_TASK DETAILS_. Each line below is to be written out in full, exactly as shown.

[START OF INPUT DATA]

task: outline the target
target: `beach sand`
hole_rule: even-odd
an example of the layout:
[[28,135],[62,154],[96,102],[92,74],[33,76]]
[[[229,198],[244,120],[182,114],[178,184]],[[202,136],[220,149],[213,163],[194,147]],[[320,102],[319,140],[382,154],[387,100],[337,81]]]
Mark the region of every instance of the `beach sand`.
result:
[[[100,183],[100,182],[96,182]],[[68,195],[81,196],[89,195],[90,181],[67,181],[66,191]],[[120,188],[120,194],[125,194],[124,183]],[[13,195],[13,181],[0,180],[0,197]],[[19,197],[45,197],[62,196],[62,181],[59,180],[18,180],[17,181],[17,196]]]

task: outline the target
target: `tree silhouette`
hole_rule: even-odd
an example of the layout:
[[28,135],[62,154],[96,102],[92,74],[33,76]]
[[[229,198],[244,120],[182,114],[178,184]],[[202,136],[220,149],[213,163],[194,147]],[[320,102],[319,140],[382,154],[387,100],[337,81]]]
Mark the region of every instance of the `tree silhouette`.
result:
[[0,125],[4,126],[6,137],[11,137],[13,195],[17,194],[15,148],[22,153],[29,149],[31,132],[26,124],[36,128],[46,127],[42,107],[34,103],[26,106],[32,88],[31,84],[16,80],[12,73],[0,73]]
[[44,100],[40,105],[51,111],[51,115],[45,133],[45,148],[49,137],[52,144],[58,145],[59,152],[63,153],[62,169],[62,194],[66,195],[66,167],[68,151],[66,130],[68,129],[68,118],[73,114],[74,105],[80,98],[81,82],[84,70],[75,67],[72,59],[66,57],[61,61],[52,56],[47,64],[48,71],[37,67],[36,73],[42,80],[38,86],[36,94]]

[END OF INPUT DATA]

_WORKED ANSWER_.
task: outline the target
target: `beach sand`
hole_rule: even-odd
an example of the layout:
[[28,135],[62,154],[96,102],[92,74],[33,76]]
[[[229,198],[244,120],[182,114],[178,184]],[[202,136],[220,149],[213,163],[194,147]],[[320,102],[319,140],[382,154],[387,100],[337,81]]]
Mark the region of every instance of the `beach sand`.
result:
[[[100,183],[100,182],[96,182]],[[68,195],[81,196],[89,195],[90,181],[67,181],[66,191]],[[120,188],[120,194],[125,194],[124,183]],[[13,195],[13,181],[0,180],[0,197]],[[19,197],[45,197],[62,196],[62,181],[59,180],[18,180],[17,181],[17,196]]]

task: outline the target
target: `tree silhouette`
hole_rule: even-odd
an example of the layout:
[[28,135],[62,154],[96,102],[92,74],[33,76]]
[[[229,198],[244,120],[182,114],[178,184]],[[202,136],[220,149],[213,163],[194,147]],[[320,102],[319,140],[382,154],[387,100],[337,81]]]
Mark the region of every instance of the `tree silhouette`.
result:
[[0,125],[4,126],[6,137],[11,137],[13,195],[17,194],[15,148],[22,153],[29,149],[31,132],[26,124],[36,128],[46,127],[42,107],[34,103],[26,106],[32,88],[31,84],[16,80],[12,73],[0,73]]
[[44,100],[40,105],[51,111],[51,115],[45,133],[45,148],[49,137],[52,144],[58,145],[59,152],[63,153],[62,169],[62,194],[66,195],[66,167],[68,151],[66,130],[68,129],[68,118],[73,114],[74,105],[80,98],[81,82],[84,70],[75,67],[72,59],[66,57],[61,61],[52,56],[47,64],[48,71],[37,67],[36,73],[42,80],[38,86],[36,94]]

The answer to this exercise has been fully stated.